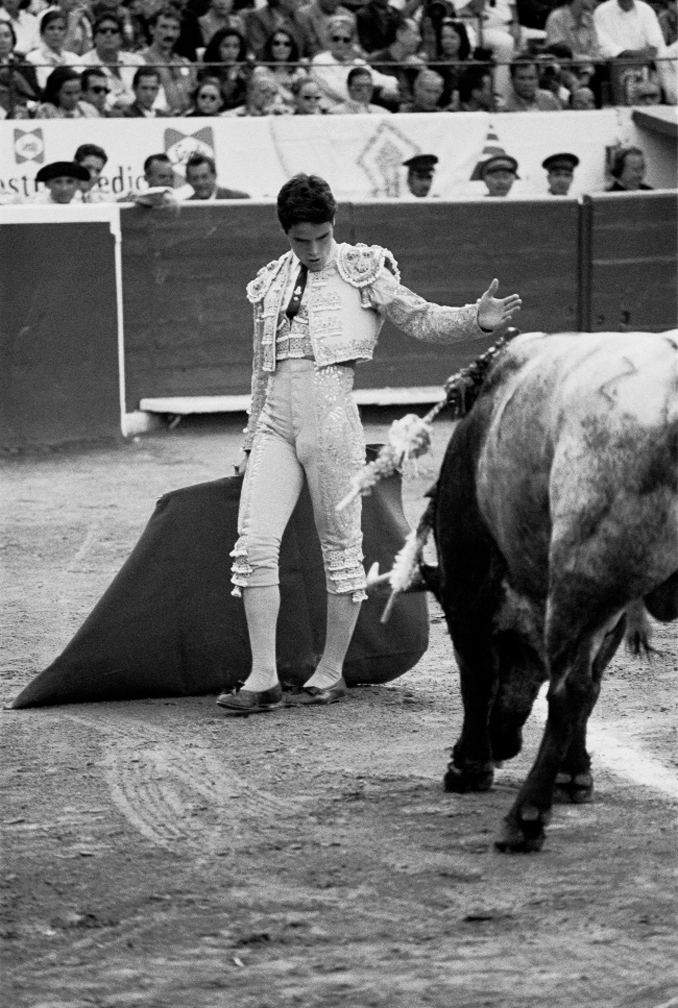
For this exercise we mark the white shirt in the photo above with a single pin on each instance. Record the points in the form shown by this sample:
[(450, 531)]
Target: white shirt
[(42, 55), (26, 28), (619, 29), (120, 82)]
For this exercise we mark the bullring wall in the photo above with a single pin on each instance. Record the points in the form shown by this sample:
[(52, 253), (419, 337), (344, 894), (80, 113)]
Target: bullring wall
[(163, 292)]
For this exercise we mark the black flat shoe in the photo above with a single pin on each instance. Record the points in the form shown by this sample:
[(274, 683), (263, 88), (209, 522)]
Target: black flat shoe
[(251, 702), (308, 696)]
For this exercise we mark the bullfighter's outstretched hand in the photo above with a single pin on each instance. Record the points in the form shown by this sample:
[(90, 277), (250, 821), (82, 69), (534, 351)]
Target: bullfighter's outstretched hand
[(494, 311)]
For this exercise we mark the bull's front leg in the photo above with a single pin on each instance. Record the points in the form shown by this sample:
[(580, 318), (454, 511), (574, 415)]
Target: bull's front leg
[(471, 767)]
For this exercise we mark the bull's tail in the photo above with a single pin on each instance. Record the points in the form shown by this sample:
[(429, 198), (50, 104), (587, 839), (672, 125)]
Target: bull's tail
[(639, 631)]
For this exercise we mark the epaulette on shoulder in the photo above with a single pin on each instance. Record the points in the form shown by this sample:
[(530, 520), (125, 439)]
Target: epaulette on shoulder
[(360, 264), (256, 289)]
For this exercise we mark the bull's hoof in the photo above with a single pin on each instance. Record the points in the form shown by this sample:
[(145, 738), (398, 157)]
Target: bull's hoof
[(525, 835), (460, 781), (576, 787)]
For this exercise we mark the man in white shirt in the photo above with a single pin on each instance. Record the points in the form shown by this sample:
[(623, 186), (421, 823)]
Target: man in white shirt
[(628, 29), (26, 26)]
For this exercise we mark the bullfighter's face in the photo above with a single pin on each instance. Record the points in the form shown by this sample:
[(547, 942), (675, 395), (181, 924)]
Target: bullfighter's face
[(312, 244)]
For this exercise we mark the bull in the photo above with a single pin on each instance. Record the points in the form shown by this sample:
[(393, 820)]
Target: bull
[(555, 518)]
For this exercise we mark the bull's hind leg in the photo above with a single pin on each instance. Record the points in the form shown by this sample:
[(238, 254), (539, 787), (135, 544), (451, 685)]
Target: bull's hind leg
[(574, 781), (571, 697), (471, 767)]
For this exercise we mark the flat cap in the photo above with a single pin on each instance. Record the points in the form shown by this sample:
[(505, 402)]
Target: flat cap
[(500, 162), (62, 169), (421, 164), (560, 161)]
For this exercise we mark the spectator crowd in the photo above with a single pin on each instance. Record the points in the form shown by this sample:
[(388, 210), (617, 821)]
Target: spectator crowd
[(106, 58)]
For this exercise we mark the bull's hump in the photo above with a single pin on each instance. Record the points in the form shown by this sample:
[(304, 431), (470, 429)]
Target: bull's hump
[(568, 377)]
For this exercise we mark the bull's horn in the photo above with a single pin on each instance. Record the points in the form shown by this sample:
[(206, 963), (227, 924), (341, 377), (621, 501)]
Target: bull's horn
[(375, 578)]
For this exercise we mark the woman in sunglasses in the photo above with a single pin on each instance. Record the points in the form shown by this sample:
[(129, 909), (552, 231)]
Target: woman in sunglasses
[(118, 66), (52, 50), (330, 70), (281, 56), (61, 98)]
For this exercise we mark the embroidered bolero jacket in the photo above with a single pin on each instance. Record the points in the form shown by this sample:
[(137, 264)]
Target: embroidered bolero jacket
[(348, 302)]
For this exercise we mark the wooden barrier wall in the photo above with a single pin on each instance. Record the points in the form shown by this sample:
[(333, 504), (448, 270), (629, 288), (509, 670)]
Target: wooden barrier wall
[(58, 336), (188, 325), (608, 262), (630, 255)]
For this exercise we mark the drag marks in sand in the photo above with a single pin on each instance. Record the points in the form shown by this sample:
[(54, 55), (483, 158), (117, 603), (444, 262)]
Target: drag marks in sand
[(171, 791)]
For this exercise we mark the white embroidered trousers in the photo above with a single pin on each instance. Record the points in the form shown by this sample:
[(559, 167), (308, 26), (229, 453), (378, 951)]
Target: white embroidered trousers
[(308, 429)]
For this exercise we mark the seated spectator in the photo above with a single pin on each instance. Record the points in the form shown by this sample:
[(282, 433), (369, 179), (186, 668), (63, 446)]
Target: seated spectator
[(559, 172), (667, 17), (476, 89), (572, 24), (361, 89), (526, 95), (376, 21), (61, 180), (453, 48), (263, 97), (667, 71), (426, 93), (61, 97), (218, 16), (26, 26), (314, 20), (400, 60), (498, 30), (646, 93), (533, 14), (207, 100), (19, 77), (628, 170), (499, 173), (94, 158), (201, 176), (78, 25), (51, 51), (554, 76), (146, 88), (261, 22), (282, 54), (628, 29), (430, 24), (159, 181), (330, 70), (109, 56), (177, 75), (582, 99), (307, 99), (95, 92), (420, 171), (228, 48), (12, 103), (121, 13)]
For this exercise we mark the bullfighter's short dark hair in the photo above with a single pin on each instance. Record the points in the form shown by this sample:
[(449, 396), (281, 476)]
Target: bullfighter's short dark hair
[(620, 160), (195, 160), (305, 200)]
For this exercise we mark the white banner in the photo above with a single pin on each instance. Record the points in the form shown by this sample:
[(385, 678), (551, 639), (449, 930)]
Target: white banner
[(361, 156)]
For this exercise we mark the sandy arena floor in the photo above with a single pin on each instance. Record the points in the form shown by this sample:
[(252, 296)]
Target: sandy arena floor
[(158, 855)]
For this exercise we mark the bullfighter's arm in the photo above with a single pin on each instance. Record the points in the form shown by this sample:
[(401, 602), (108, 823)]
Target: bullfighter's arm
[(259, 382), (438, 323)]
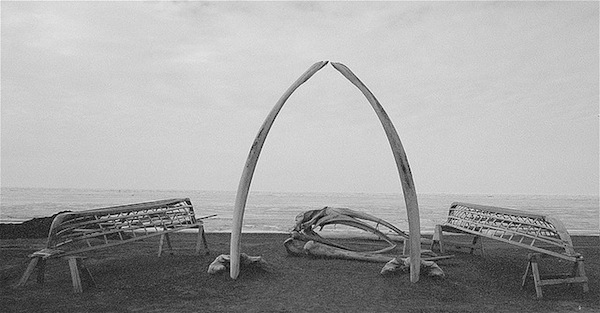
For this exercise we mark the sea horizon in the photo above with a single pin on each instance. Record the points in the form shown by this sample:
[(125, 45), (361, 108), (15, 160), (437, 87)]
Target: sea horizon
[(269, 211)]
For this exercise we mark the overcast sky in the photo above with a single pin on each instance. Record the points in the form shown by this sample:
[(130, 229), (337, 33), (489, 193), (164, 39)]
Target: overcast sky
[(487, 97)]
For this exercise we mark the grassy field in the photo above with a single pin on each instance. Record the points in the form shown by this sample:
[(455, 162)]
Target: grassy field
[(131, 278)]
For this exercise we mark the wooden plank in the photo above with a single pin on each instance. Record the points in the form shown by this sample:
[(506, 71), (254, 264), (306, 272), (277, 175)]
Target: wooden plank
[(533, 248)]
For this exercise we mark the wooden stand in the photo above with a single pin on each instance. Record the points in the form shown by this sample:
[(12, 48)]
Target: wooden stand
[(76, 266), (200, 240), (79, 270), (577, 275), (438, 238)]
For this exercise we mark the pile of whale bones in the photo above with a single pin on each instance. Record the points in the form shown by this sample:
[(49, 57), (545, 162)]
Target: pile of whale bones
[(305, 241)]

• _INSTRUCTIONS TO FOLLOW_:
Starting at the first line of the material, output exactly the lines up to and including the one with "[(90, 277), (250, 821), (82, 69), (534, 351)]". Do not include the pictures.

• _TASK RESPONSE_:
For this exercise we mark the white shirt in the photo above with a single pin on each instance. Record the points in the form shown by this sample:
[(450, 531)]
Target: white shirt
[(42, 55), (26, 28), (619, 29), (120, 82)]
For this exercise we mark the bullring wall in the photo above with a single pin on each instance. Record the points in the form shown by this sample:
[(52, 253), (419, 337), (344, 894), (80, 113)]
Target: bullring wall
[(163, 292)]
For this exercise we mark the black flat shoe in the photo above with a single pin on each instance. Record the points in the form shown by this sample:
[(274, 683), (263, 88), (209, 522)]
Target: black flat shoe
[(251, 702), (308, 696)]
For this exercise we mark the bullfighter's outstretched hand in the photo above with a single pin on each instance. Record the points in the form shown by this sample:
[(90, 277), (250, 821), (82, 69), (534, 351)]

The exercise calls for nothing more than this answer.